INPUT MATERIAL below:
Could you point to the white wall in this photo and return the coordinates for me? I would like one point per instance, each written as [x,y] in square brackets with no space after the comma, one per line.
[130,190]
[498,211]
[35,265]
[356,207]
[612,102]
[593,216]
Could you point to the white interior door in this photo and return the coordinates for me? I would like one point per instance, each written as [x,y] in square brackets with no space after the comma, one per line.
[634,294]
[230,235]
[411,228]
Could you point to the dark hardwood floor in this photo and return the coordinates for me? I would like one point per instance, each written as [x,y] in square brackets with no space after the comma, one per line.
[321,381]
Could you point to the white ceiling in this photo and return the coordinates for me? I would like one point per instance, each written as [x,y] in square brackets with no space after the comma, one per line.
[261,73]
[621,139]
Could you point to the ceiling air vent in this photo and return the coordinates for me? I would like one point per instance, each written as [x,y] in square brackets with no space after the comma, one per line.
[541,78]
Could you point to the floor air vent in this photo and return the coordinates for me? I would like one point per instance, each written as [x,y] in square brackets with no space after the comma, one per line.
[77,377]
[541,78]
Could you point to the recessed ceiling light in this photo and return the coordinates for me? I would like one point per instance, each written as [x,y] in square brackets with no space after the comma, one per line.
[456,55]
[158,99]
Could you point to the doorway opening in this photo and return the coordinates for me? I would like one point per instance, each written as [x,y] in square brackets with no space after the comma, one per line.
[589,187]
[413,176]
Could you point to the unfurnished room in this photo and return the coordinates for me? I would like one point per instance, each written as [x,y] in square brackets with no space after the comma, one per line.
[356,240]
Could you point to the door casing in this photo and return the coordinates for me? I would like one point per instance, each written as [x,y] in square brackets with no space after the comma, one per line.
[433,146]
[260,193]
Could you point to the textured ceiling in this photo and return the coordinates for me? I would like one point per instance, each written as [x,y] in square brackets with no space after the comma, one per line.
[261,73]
End of INPUT MATERIAL.
Each line in the material above should be repeated exactly.

Could you point to the white wall in this photo and return the coordinates for me? I would like one point per instance, each written as [x,y] in square brackets with no space after the comma, one per line.
[130,190]
[498,211]
[35,265]
[356,207]
[612,102]
[593,216]
Could you point to the white interior door in this photo and return the coordinates for me? I would like one point per instance, each written as [x,y] in square brackets with no space after the comma, one per line.
[634,294]
[230,235]
[411,228]
Could you point to the dark hardwood floor in this photo and return the coordinates for me? I would like one point per instance, each written as [x,y] in square brackets with no space after the comma, one per line.
[321,381]
Could you point to the white ceiling in this photo and return the coordinates for me? I would like one point per instance, each written as [x,y] in square brackets with no space after the comma, one per line.
[261,73]
[621,139]
Could you point to the ceiling air vent in this photo and return the coordinates for me? I would like one point per instance, each written as [x,y] in square brackets with no space after the comma, one per line.
[541,78]
Could you point to the floor air vent in this photo and return the coordinates for me? I would like one point per instance, each written as [x,y] in square brackets with no space after the comma, one per line.
[77,377]
[541,78]
Could you point to the recessed ceiling light in this photo and return the coordinates for me? I would like one point per instance, each written as [x,y] in square brackets with no space after the comma, one per line.
[456,55]
[158,99]
Could you point to the doorway opening in this photo and return the coordinates for me? I would like one point per instance, each written as [x,y] in square brackets with no space after the comma, one per line.
[589,187]
[413,176]
Could you point to the unfurnished room in this photo and return the coordinates for me? I would like one point per instance, each written as [x,y] in square brackets with no space after the comma, one per line.
[356,240]
Could you point to the door casing in this photo and return the coordinates for me? I would like one point per instance, each written as [x,y] in square brackets with no space after the comma, one per line.
[433,146]
[260,193]
Could you point to the textured ceiling in this photo and return the coordinates for me? I would like one point per instance, each written as [x,y] in square brackets with no space after the comma, one per line.
[261,73]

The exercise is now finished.